# Part of a data file
>>

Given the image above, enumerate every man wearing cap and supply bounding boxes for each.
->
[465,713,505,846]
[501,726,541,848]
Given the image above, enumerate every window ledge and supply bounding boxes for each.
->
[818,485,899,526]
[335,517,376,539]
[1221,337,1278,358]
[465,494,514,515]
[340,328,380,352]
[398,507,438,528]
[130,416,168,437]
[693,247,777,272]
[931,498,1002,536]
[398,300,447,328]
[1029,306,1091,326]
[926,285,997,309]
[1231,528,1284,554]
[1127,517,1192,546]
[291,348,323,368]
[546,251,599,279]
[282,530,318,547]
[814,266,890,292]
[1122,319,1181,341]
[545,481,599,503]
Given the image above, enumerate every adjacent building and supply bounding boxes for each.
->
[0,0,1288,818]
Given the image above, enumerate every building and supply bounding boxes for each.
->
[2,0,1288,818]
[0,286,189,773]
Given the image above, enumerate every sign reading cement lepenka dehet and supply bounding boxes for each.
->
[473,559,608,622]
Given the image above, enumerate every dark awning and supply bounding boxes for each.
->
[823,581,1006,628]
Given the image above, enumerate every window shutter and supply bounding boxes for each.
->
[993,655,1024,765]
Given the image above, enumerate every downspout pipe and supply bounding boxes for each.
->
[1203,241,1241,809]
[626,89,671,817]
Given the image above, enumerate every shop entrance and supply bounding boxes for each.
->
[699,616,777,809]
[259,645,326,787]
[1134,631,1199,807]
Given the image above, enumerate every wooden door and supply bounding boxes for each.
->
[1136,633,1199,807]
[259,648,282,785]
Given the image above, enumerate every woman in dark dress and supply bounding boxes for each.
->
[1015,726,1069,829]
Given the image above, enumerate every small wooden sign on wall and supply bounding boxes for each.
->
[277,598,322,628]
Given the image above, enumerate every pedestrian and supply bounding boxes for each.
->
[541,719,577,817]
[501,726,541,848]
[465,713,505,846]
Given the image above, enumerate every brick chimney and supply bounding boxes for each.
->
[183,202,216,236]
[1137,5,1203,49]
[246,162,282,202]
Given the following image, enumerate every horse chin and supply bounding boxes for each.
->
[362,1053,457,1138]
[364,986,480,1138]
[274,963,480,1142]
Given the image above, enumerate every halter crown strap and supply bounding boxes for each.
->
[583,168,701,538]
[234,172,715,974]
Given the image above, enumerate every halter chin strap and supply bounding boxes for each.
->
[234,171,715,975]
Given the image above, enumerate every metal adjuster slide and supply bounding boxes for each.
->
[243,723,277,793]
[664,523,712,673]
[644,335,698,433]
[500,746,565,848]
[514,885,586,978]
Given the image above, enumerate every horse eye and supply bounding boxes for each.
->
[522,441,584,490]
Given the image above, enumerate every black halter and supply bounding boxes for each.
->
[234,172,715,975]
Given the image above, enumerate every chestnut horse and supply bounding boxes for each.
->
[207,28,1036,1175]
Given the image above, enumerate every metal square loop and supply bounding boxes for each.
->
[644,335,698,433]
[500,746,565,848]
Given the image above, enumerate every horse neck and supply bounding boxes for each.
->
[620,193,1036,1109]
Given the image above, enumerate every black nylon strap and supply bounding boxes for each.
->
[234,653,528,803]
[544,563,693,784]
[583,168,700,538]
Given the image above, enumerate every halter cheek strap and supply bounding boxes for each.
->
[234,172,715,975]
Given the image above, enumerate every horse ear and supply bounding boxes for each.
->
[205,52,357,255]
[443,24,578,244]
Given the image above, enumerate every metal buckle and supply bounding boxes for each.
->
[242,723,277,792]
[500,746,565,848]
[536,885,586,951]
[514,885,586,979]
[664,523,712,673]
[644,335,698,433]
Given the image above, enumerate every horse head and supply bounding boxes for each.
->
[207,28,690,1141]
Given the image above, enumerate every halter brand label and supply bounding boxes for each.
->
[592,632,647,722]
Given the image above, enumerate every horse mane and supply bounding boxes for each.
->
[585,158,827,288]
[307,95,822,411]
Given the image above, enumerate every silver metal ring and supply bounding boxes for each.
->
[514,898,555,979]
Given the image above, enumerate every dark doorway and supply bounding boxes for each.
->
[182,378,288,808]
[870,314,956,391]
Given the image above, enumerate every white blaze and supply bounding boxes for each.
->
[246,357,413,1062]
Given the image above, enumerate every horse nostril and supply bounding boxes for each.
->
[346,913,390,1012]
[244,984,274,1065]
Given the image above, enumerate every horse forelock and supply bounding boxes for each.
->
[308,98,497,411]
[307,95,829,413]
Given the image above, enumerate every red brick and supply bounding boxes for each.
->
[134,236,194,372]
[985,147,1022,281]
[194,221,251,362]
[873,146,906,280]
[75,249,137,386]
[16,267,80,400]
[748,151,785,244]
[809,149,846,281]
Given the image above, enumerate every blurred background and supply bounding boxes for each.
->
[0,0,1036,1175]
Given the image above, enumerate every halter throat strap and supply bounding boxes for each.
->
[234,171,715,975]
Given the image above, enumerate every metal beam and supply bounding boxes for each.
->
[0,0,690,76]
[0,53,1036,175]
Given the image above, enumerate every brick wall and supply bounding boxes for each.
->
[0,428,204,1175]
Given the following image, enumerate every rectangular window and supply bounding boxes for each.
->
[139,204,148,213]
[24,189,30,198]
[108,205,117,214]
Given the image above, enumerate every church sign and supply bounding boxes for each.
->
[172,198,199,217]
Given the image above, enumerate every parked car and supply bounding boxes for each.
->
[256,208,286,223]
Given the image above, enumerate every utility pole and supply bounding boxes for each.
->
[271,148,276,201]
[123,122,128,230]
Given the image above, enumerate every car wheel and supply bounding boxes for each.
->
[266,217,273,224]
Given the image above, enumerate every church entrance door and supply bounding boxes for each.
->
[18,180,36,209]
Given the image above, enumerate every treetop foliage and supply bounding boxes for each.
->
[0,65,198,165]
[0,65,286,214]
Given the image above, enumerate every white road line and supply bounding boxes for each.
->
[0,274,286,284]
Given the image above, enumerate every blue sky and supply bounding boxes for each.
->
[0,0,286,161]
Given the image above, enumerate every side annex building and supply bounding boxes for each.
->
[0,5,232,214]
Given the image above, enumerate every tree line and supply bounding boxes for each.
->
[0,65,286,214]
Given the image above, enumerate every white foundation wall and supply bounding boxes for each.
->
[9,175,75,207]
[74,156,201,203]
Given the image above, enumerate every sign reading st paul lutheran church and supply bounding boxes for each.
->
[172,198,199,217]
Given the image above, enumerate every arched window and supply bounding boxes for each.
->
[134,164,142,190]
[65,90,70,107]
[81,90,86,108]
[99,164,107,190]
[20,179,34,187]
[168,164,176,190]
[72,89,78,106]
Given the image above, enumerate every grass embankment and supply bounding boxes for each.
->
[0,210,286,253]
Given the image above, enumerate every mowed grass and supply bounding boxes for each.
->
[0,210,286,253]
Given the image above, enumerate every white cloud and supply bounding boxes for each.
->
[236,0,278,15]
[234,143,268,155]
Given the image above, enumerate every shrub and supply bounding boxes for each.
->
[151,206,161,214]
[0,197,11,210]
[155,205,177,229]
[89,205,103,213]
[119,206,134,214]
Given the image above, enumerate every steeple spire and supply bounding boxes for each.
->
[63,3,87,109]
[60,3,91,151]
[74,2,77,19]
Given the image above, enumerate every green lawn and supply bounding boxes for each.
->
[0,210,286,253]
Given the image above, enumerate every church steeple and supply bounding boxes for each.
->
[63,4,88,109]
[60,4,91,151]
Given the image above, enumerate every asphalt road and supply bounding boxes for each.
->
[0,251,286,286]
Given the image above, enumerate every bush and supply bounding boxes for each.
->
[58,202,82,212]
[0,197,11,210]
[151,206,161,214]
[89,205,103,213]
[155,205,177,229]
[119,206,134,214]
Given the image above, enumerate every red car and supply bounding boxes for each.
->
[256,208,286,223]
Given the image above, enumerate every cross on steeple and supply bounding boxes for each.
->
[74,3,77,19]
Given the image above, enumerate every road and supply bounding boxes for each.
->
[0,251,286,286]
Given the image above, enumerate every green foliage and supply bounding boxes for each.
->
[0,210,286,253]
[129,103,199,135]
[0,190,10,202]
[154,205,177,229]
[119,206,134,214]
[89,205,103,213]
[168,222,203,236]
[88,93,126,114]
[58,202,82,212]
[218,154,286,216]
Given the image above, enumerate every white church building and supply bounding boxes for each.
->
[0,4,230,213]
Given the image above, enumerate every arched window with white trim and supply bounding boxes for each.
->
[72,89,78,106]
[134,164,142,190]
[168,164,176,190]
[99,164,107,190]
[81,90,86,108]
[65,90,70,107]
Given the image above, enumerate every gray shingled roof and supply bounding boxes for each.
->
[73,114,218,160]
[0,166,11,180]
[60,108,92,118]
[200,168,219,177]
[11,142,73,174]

<<

# Work instructions
Copy out the stretch of the listing from the line containing "Given the image above, enumerate every metal square" through the line containing "[583,168,700,538]", keeping every line unchanged.

# Solution to this problem
Given the image above, enumerate every metal square loop and supply bounding boxes for each.
->
[644,335,698,433]
[500,746,565,848]
Given the image above, enumerate every horse neck and supply bounding boxes for each.
->
[620,193,1036,1109]
Given the image above, enumerate every black nylon strap and supply bounding boxes for each.
->
[234,653,528,803]
[544,563,693,784]
[583,168,700,538]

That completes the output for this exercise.